_SUPPLIED ENTRIES_.
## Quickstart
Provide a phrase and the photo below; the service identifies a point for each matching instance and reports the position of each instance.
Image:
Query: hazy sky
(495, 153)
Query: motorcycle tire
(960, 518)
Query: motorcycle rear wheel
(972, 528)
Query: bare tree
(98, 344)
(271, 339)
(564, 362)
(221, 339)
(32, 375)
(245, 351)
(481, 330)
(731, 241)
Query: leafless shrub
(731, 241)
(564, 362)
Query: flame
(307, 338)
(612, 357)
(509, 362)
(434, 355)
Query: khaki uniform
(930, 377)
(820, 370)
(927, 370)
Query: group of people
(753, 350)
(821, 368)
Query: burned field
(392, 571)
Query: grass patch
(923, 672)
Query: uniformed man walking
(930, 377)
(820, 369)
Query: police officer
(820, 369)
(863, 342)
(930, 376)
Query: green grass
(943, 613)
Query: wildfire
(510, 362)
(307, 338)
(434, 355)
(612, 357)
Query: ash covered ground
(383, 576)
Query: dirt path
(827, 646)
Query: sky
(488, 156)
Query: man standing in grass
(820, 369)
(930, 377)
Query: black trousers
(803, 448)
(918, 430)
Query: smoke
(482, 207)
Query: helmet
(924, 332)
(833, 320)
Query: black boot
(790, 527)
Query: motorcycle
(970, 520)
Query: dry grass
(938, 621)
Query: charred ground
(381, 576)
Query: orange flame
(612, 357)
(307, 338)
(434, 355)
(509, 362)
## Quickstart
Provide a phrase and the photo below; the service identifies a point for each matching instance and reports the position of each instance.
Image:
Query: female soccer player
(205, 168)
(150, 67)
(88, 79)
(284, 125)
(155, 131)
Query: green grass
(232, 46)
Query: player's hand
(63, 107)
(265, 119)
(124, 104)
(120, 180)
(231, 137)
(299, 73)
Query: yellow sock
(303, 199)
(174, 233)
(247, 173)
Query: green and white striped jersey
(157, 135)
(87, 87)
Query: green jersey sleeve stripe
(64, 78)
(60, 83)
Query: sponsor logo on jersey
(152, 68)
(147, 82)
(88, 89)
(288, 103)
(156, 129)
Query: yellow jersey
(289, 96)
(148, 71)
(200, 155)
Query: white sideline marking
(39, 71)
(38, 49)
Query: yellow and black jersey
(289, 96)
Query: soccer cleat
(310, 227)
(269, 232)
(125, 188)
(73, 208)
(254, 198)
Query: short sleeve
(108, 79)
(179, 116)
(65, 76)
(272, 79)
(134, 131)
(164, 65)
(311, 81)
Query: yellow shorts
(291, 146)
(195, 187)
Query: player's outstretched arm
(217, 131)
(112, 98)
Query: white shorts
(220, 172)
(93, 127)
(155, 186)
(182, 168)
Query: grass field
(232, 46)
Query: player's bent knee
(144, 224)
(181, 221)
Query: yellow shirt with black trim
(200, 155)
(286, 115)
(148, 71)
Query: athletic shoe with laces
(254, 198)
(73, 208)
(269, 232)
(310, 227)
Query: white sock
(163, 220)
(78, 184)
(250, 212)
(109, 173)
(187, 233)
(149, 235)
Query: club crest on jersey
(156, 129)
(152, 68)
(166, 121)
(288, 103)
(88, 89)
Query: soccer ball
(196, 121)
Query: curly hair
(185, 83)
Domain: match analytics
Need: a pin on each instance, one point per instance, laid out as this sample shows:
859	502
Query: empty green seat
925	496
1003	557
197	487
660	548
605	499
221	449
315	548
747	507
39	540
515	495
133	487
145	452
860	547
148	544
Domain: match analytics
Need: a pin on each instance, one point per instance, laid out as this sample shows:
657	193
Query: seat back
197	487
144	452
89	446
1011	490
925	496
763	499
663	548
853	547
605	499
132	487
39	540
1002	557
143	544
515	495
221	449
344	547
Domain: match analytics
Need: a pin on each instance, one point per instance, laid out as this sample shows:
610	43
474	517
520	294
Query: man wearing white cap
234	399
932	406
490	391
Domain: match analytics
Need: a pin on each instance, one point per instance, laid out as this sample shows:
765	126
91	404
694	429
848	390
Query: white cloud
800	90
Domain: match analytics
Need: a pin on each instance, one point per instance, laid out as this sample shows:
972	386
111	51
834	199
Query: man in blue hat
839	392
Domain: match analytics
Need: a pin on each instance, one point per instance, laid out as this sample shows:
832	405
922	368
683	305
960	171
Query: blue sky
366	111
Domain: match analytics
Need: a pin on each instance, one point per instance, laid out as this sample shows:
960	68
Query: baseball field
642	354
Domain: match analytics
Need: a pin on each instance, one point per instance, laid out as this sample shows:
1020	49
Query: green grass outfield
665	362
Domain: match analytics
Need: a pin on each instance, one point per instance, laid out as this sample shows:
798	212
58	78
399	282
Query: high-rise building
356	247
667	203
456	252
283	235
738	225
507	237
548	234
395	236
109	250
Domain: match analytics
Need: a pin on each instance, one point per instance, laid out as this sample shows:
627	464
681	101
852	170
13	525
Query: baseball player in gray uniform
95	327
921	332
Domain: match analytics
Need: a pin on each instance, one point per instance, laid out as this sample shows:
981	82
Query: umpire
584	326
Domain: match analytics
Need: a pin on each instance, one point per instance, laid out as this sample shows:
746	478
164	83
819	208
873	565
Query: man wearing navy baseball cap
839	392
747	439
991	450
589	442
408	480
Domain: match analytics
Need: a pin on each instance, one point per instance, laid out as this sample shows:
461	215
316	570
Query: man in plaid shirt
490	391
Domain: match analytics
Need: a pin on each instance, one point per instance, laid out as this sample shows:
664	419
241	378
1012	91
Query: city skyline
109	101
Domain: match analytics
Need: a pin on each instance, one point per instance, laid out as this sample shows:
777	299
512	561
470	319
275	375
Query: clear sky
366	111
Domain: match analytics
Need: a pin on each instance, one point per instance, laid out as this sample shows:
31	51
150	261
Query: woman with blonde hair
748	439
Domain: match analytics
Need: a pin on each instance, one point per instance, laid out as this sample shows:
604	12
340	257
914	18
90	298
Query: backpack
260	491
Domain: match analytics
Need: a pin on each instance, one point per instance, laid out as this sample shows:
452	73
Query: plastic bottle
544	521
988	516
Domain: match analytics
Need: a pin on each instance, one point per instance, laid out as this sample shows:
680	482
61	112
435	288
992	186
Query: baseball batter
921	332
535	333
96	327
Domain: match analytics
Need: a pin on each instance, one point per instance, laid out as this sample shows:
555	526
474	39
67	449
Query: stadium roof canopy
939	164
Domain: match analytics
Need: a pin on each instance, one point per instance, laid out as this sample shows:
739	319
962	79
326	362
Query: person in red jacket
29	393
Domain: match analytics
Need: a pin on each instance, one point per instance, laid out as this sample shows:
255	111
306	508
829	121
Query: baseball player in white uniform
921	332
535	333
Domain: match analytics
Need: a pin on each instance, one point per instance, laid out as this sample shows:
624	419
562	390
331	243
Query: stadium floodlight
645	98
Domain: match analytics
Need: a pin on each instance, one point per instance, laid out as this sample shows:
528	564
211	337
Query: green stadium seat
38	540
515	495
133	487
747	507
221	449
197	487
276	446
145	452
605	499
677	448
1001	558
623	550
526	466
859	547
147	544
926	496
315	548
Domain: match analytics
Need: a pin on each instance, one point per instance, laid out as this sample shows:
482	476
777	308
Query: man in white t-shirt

_WRITTEN PROBLEM_.
Write out the data exactly as it stands.

_ANSWER IN FULL_.
## Quickstart
Provide a phrase and the photo below; the service identifies a point for each matching instance and reports the position of each instance.
Image:
Query: hazy sky
(495, 153)
Query: motorcycle tire
(960, 518)
Query: motorcycle rear wheel
(972, 528)
Query: bare tree
(98, 344)
(271, 339)
(564, 362)
(221, 339)
(32, 375)
(245, 351)
(481, 330)
(731, 241)
Query: leafless shrub
(731, 241)
(564, 362)
Query: flame
(307, 338)
(612, 357)
(509, 362)
(434, 355)
Query: khaki uniform
(930, 377)
(820, 370)
(927, 370)
Query: group of people
(753, 350)
(821, 368)
Query: burned field
(392, 571)
Query: grass patch
(923, 672)
Query: uniformed man walking
(930, 377)
(820, 369)
Query: police officer
(820, 369)
(863, 342)
(930, 376)
Query: green grass
(943, 613)
Query: wildfire
(510, 362)
(307, 338)
(434, 355)
(612, 357)
Query: ash covered ground
(383, 576)
Query: dirt path
(827, 646)
Query: sky
(488, 156)
Query: man standing in grass
(820, 369)
(930, 377)
Query: black trousers
(803, 448)
(918, 430)
Query: smoke
(482, 207)
Query: helmet
(924, 332)
(833, 320)
Query: black boot
(790, 527)
Query: motorcycle
(970, 520)
Query: dry grass
(938, 621)
Query: charred ground
(381, 576)
Query: orange flame
(612, 357)
(307, 338)
(434, 355)
(509, 362)
## Quickstart
Provide a phrase and the photo below; the service identifies a point for each matching instance and reports the position of each instance.
Image:
Query: female soccer player
(205, 168)
(150, 67)
(88, 79)
(284, 125)
(155, 131)
Query: green grass
(232, 46)
Query: player's hand
(63, 107)
(265, 119)
(124, 104)
(120, 180)
(231, 137)
(299, 73)
Query: yellow sock
(303, 199)
(174, 233)
(247, 173)
Query: green and white striped jersey
(157, 135)
(87, 87)
Query: green jersey sleeve stripe
(64, 78)
(60, 83)
Query: sponsor logo on jersey
(152, 68)
(147, 82)
(88, 89)
(288, 103)
(156, 129)
Query: yellow jersey
(289, 96)
(148, 71)
(200, 155)
Query: white sideline marking
(39, 71)
(38, 49)
Query: yellow and black jersey
(289, 96)
Query: soccer cleat
(310, 227)
(269, 232)
(125, 188)
(73, 208)
(254, 198)
Query: short sleeve
(108, 79)
(179, 116)
(65, 76)
(272, 79)
(134, 131)
(164, 65)
(311, 81)
Query: yellow shorts
(291, 146)
(195, 187)
Query: player's outstretched arm
(217, 131)
(112, 98)
Query: white shorts
(220, 172)
(93, 127)
(155, 186)
(182, 168)
Query: grass field
(232, 46)
Query: player's bent knee
(144, 224)
(181, 221)
Query: yellow shirt with black trim
(200, 155)
(286, 115)
(148, 71)
Query: athletic shoe with laces
(254, 198)
(73, 208)
(269, 232)
(310, 227)
Query: white sock
(163, 220)
(78, 184)
(250, 212)
(109, 173)
(187, 233)
(149, 235)
Query: club crest on jersey
(156, 129)
(152, 68)
(166, 121)
(288, 103)
(88, 89)
Query: soccer ball
(196, 121)
Query: curly hair
(185, 83)
Domain: match analytics
Need: a pin on each instance, one point per instance, laid out as this sample shows:
859	502
Query: empty green seat
925	496
1003	557
197	487
660	548
605	499
221	449
315	548
747	507
39	540
515	495
133	487
145	452
860	547
148	544
Domain: match analytics
Need: a pin on each instance, one point per instance, laid out as this sample shows:
657	193
Query: seat back
197	487
144	452
89	446
1011	490
925	496
763	499
663	548
853	547
605	499
132	487
39	540
1002	557
143	544
515	495
221	449
344	547
Domain: match analytics
Need: a pin on each instance, one point per instance, laid out as this sample shows:
610	43
474	517
520	294
Query: man wearing white cap
234	399
932	406
490	391
Domain: match analytics
Need: a pin on each instance, one point per instance, laid out as this sample shows:
765	126
91	404
694	429
848	390
Query: white cloud
800	90
Domain: match analytics
Need: a pin on each instance, one point per instance, laid out as this sample shows:
972	386
111	51
834	199
Query: man in blue hat
839	392
Domain: match analytics
Need: a pin on each instance, one point per instance, laid out as this sample shows:
832	405
922	368
683	305
960	171
Query: blue sky
366	111
Domain: match analytics
Need: a pin on each instance, one point per instance, laid out as this sample shows:
960	68
Query: baseball field
642	354
Domain: match analytics
Need: a pin on each instance, one point per instance, laid out as this sample shows:
1020	49
Query: green grass outfield
665	362
Domain: match analytics
Need: a pin on each instance, one point per instance, laid out as this sample shows:
798	212
58	78
399	282
Query: high-rise building
356	247
667	203
456	252
283	235
738	225
507	237
548	234
395	236
109	250
Domain: match analytics
Need: a pin on each instance, one point per instance, laid out as this sample shows:
627	464
681	101
852	170
13	525
Query: baseball player in gray uniform
95	327
921	332
Domain: match analytics
Need: a pin on each instance, one point per instance, laid out as this sample shows:
981	82
Query: umpire
584	326
Domain: match analytics
Need: a pin on each instance, one point per instance, laid out as this sample shows:
746	478
164	83
819	208
873	565
Query: man wearing navy baseball cap
839	392
747	439
991	450
589	442
408	480
Domain: match analytics
Need: a pin on each instance, one point per instance, laid out as this sample shows:
461	215
316	570
Query: man in plaid shirt
490	391
Domain: match analytics
Need: a pin on each instance, one point per instance, laid out as this sample shows:
664	419
241	378
1012	91
Query: city skyline
109	101
Domain: match analytics
Need: a pin on each instance, one point per instance, laid out as this sample shows:
777	299
512	561
470	319
275	375
Query: clear sky
366	111
Domain: match analytics
Need: a pin on each instance, one point per instance, laid out as this sample shows:
31	51
150	261
Query: woman with blonde hair
748	439
Domain: match analytics
Need: a pin on each instance, one point per instance, laid out as this sample shows:
604	12
340	257
914	18
90	298
Query: backpack
260	491
Domain: match analytics
Need: a pin on each instance, one point per instance, laid out as this sample shows:
452	73
Query: plastic bottle
544	521
988	516
Domain: match analytics
Need: a pin on each instance, one point per instance, laid out as this sample shows:
680	482
61	112
435	288
992	186
Query: baseball batter
921	332
535	333
96	327
Domain: match analytics
Need: a pin on each instance, one point per instance, laid out as this sample shows:
555	526
474	39
67	449
Query: stadium roof canopy
939	164
Domain: match analytics
Need: a pin on each instance, one point per instance, laid out as this sample shows:
739	319
962	79
326	362
Query: person in red jacket
29	393
Domain: match analytics
Need: a pin on each instance, one point per instance, laid out as this sample shows:
255	111
306	508
829	121
Query: baseball player in white uniform
921	332
535	333
Domain: match analytics
Need: a pin on each instance, one point per instance, laid out as this sample shows:
624	419
562	390
331	243
Query: stadium floodlight
645	98
Domain: match analytics
Need: a pin on each instance, one point per instance, laid out as this sample shows:
528	564
211	337
Query: green stadium seat
38	540
515	495
133	487
747	507
221	449
197	487
276	446
145	452
605	499
677	448
1001	558
623	550
526	466
859	547
147	544
926	496
315	548
Domain: match analytics
Need: a pin on each instance, one point per instance, laid out as this sample shows:
482	476
777	308
Query: man in white t-shirt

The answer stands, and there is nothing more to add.